WHAT IS REQUIRED: Rewrite the listing below with "powdery" replaced by "fine", leaving all other text unchanged. Leave the pictures out of your answer.

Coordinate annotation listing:
--- start ---
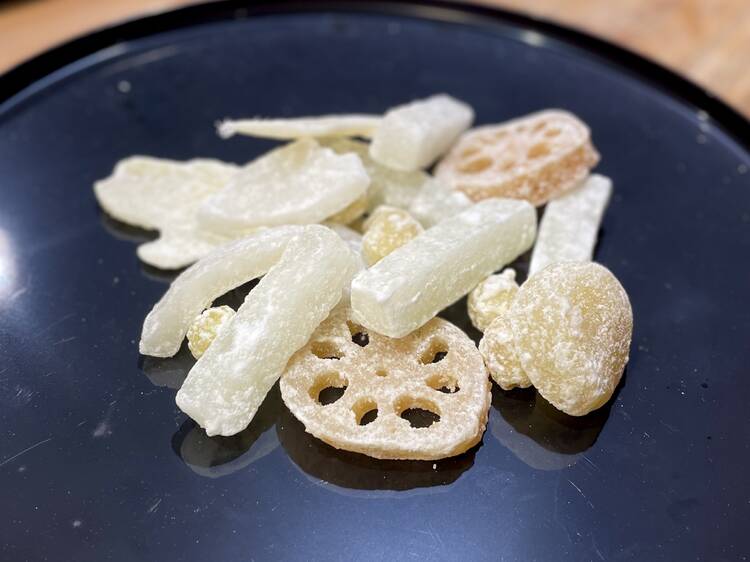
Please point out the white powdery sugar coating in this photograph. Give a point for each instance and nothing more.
(224, 389)
(535, 158)
(206, 327)
(352, 125)
(572, 324)
(414, 135)
(165, 195)
(386, 229)
(299, 183)
(499, 353)
(387, 186)
(390, 376)
(225, 268)
(436, 202)
(491, 298)
(569, 226)
(415, 282)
--- end ---
ANSWER TO THE PROBLEM:
Please point out the white fine sugar coating in this photograph. Give a point for each instance and nothing more.
(224, 389)
(535, 158)
(206, 327)
(352, 125)
(572, 324)
(414, 135)
(165, 195)
(386, 229)
(299, 183)
(499, 353)
(387, 186)
(390, 376)
(225, 268)
(436, 202)
(491, 298)
(569, 226)
(415, 282)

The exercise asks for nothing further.